The answer should contain every record below, output exactly.

Stored data entries

□ □ □ □

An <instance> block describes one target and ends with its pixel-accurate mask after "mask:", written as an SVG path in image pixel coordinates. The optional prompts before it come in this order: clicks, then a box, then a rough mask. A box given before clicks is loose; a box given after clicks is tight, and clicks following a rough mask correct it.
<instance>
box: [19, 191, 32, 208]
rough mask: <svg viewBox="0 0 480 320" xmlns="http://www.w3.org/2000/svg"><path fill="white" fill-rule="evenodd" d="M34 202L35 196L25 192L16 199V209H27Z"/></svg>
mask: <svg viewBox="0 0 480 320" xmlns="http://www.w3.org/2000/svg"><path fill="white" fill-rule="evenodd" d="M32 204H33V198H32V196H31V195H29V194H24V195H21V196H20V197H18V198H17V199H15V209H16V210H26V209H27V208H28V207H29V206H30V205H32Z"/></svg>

□ □ □ □

◆ Your solution
An <instance> block describes one target and ends with its pixel-accurate mask after "mask:", written as an SVG path in image pixel coordinates. The optional prompts before it come in this order: clicks, then a box, then a rough mask. A box given before clicks is loose; a box given after clicks is tight, and clicks following a rough mask correct it.
<instance>
box: [19, 191, 32, 208]
rough mask: <svg viewBox="0 0 480 320" xmlns="http://www.w3.org/2000/svg"><path fill="white" fill-rule="evenodd" d="M34 202L35 196L25 192L16 199V209H27Z"/></svg>
mask: <svg viewBox="0 0 480 320" xmlns="http://www.w3.org/2000/svg"><path fill="white" fill-rule="evenodd" d="M32 204H33V198H32V196H31V195H29V194H24V195H21V196H20V197H18V198H17V199H15V209H16V210H26V209H27V208H28V207H29V206H30V205H32Z"/></svg>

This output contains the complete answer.